- _Fragmento proporcionado_:
Odio reciclado, más de medio siglo después, en movimientos, no partidos convencionales, prendidos con alfileres. En contra de la Europa del euro, en principio. En contra de la globalización, también. En contra, en definitiva, de los extranjeros. Los de baja estofa, según ellos. Los otros. Los diferentes. Los únicos, en tiempos de prosperidad, capaces de trabajar de sol a sol en el campo, por salarios ínfimos a veces, o de limpiar miserias en los baños públicos, provocando dolor de pupilas en lugar de compasión. O, acaso, rechazo por falta de mérito. El mérito, o el privilegio, de pertenecer. De ser nyc (nacidos y criados).

Raras coincidencias, en algunos casos, con la izquierda más radical. Por más que la extrema derecha, encarnada tanto en el resucitado Le Pen y en el finado Fortuyn como en Pia Kjaersgaard, del Partido del Pueblo, en Dinamarca, y en Filip Dewinter, líder del Vlaams Blok, en Bélgica, no se proponga, ni pueda, saltar todas las tapias: ha adoptado el régimen parlamentario como carretera y el liberalismo económico como peaje, aceitando de ese modo los ejes de su discurso. Segura de que debe conciliar el legado del nazismo y del fascismo con el McWorld. Que detesta, en realidad.

Aparece, o reaparece, Le Pen, sin embargo, y causa temor. Inquieta, al menos. ¿Por qué, en la primera vuelta de las elecciones francesas, supera holgadamente los cinco millones de votos? No sólo por su cruzada antiinmigratoria. Un detalle, casi, frente a la madre, y el padre, del desencanto: la corrupción. Caldo de cultivo, al fin, de los profetas del odio. Como, en Italia, Umberto Bossi, curioso puntal de Silvio Berlusconi, no eximido de sospechas, por negocios varios, una década después de que el proceso Mani Pulite (Manos Limpias) arrasó con la democracia cristiana, de Giulio Andreotti, y con el socialismo vernáculo, de Bettino Craxi, a raíz del escándalo Tangentopoli (Sobornópolis, digamos).

Nada del otro mundo frente a los enredos de François Mitterrand y de Helmut Kohl. Oportunos promotores, o prohombres, de una bisagra en la historia, la caída del Muro de Berlín, que, no obstante ello, apenas alcanzó a ocultar la basura debajo de la alfombra mientras surgían, como hongos, movimientos racistas, xenófobos y ultranacionalistas de la talla irónica del Partido de la Libertad, de Joerg Haider, en Austria. Irónica por el nombre, no por el contenido.

Irónica, asimismo, por la negación de la política, y de los políticos, dentro de la política. Como en casa. O como en Holanda, conmovida por el espantoso crimen de Fortuyn. En figurillas debió vérselas el primer ministro Wim Kok, laborista, durante los funerales. Lo tildaron de asesino (de instigador, aclaro) mientras flameaba la bandera del Vlaams Blok, la ultraderecha flamenca, finalmente arriada.

- _Filas proporcionadas_:
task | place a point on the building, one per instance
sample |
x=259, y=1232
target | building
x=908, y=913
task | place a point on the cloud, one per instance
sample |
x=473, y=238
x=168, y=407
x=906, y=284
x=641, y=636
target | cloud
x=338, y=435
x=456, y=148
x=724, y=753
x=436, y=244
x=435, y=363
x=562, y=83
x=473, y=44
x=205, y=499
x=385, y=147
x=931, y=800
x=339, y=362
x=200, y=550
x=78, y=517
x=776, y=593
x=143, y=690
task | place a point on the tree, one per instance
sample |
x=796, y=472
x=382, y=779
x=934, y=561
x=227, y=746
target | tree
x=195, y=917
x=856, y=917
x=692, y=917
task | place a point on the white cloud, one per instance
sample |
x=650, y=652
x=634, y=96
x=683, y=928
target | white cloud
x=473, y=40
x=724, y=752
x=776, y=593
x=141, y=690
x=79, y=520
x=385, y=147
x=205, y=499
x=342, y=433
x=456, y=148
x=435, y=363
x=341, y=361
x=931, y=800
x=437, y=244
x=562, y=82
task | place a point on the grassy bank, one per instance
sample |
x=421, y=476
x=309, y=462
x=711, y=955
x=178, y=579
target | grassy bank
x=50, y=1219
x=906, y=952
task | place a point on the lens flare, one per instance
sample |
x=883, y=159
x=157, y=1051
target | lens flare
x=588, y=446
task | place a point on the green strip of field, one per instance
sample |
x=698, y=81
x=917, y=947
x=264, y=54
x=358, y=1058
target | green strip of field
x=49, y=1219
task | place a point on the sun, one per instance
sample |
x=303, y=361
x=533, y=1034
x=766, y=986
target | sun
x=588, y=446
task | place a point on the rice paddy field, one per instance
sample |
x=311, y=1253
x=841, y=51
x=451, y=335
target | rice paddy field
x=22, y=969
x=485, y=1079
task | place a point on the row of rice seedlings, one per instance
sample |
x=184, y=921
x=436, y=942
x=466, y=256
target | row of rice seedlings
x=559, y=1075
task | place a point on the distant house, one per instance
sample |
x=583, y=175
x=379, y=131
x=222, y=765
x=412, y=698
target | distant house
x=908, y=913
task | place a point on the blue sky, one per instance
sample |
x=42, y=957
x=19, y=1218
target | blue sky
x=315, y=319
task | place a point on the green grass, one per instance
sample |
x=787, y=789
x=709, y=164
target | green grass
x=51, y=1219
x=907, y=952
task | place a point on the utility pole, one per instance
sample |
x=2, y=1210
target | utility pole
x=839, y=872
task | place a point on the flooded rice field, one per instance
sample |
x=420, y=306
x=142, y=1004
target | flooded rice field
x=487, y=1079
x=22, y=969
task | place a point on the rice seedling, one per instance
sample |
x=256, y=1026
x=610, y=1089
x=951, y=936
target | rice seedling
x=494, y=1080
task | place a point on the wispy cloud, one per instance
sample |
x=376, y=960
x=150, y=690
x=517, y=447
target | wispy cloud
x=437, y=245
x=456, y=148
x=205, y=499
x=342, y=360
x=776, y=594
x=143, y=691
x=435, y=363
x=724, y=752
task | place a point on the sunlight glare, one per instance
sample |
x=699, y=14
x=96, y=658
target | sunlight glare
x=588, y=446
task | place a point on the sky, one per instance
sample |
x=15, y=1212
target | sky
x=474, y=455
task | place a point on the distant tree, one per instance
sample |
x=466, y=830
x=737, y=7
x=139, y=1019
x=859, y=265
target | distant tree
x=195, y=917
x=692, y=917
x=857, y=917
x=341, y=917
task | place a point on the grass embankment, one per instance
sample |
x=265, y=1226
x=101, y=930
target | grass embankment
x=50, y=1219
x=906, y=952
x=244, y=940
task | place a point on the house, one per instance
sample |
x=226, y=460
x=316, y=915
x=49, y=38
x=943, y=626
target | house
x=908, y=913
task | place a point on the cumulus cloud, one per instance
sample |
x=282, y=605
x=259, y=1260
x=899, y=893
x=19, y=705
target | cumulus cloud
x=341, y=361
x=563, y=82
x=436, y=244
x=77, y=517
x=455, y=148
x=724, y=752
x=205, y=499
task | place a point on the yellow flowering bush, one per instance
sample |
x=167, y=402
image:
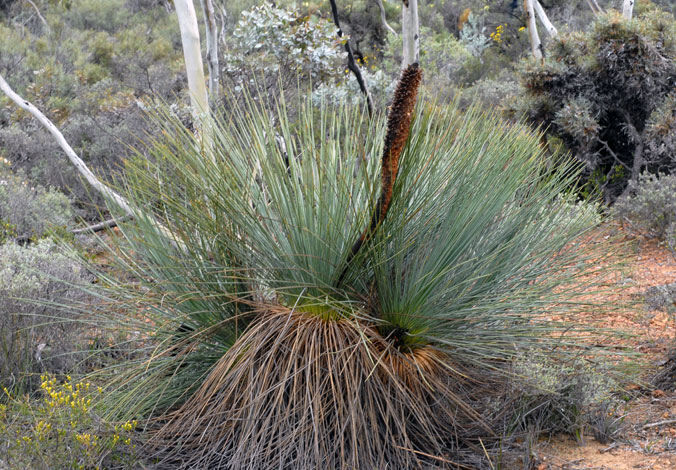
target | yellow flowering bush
x=59, y=429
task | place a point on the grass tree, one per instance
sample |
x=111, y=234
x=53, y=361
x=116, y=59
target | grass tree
x=326, y=308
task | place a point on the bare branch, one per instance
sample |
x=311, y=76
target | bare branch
x=383, y=18
x=190, y=38
x=351, y=63
x=110, y=223
x=627, y=9
x=410, y=32
x=535, y=44
x=80, y=165
x=212, y=46
x=545, y=21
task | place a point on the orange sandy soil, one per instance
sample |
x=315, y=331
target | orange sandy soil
x=648, y=439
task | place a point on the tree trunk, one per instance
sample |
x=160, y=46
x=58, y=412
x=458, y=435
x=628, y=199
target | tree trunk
x=212, y=46
x=627, y=9
x=535, y=44
x=79, y=164
x=351, y=63
x=545, y=21
x=383, y=17
x=410, y=31
x=190, y=38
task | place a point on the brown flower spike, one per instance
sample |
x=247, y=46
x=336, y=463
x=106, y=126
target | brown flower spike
x=398, y=130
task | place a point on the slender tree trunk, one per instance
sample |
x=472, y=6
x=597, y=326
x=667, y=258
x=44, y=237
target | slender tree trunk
x=212, y=46
x=190, y=37
x=627, y=9
x=545, y=21
x=383, y=17
x=79, y=164
x=410, y=31
x=535, y=44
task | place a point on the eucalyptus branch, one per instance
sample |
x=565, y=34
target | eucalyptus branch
x=351, y=63
x=383, y=17
x=37, y=10
x=79, y=164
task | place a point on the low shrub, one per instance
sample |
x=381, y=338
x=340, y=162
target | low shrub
x=608, y=95
x=38, y=331
x=28, y=211
x=59, y=428
x=564, y=396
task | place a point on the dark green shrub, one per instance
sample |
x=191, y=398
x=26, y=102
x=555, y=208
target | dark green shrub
x=650, y=206
x=31, y=209
x=39, y=332
x=605, y=94
x=258, y=312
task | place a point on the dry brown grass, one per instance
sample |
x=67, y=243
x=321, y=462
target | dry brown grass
x=299, y=391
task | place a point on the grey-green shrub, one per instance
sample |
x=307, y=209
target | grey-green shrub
x=37, y=329
x=31, y=209
x=561, y=396
x=650, y=206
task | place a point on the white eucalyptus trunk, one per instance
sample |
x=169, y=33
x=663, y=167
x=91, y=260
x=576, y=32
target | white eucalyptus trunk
x=628, y=8
x=79, y=164
x=535, y=44
x=410, y=31
x=190, y=38
x=212, y=46
x=383, y=17
x=544, y=20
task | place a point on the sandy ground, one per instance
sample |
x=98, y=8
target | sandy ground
x=648, y=440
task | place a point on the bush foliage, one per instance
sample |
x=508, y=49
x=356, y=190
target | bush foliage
x=39, y=329
x=265, y=313
x=606, y=94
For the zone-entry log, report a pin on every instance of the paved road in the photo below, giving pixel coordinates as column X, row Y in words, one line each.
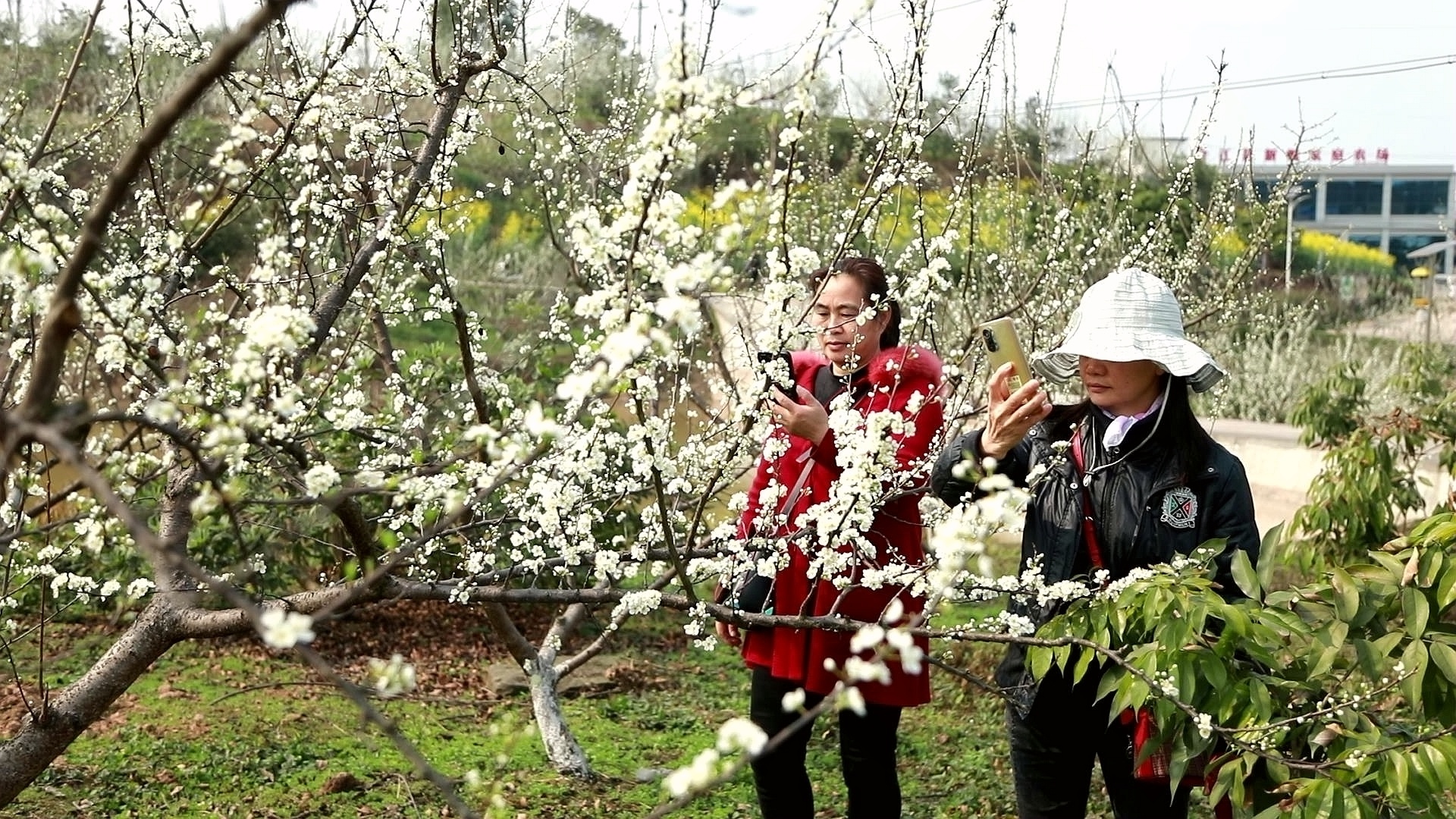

- _Consigna 1_:
En el fragmento sobre la extrema derecha europea, ¿de qué partido es líder Filip Dewinter?
- _Consigna 2_:
Nombra a todas las personas en las que, según el párrafo del fragmento que empieza con "Raras coincidencias", se encarna la extrema derecha.
- _Consigna 3_:
Copia sin cambios el fragmento desde "Odio reciclado, más" hasta "(nacidos y criados).".

- _Solución 1_:
Del Vlaams Blok, en Bélgica.

- _Solución 2_:
Le Pen, Fortuyn, Pia Kjaersgaard y Filip Dewinter.

- _Solución 3_:
Odio reciclado, más de medio siglo después, en movimientos, no partidos convencionales, prendidos con alfileres. En contra de la Europa del euro, en principio. En contra de la globalización, también. En contra, en definitiva, de los extranjeros. Los de baja estofa, según ellos. Los otros. Los diferentes. Los únicos, en tiempos de prosperidad, capaces de trabajar de sol a sol en el campo, por salarios ínfimos a veces, o de limpiar miserias en los baños públicos, provocando dolor de pupilas en lugar de compasión. O, acaso, rechazo por falta de mérito. El mérito, o el privilegio, de pertenecer. De ser nyc (nacidos y criados).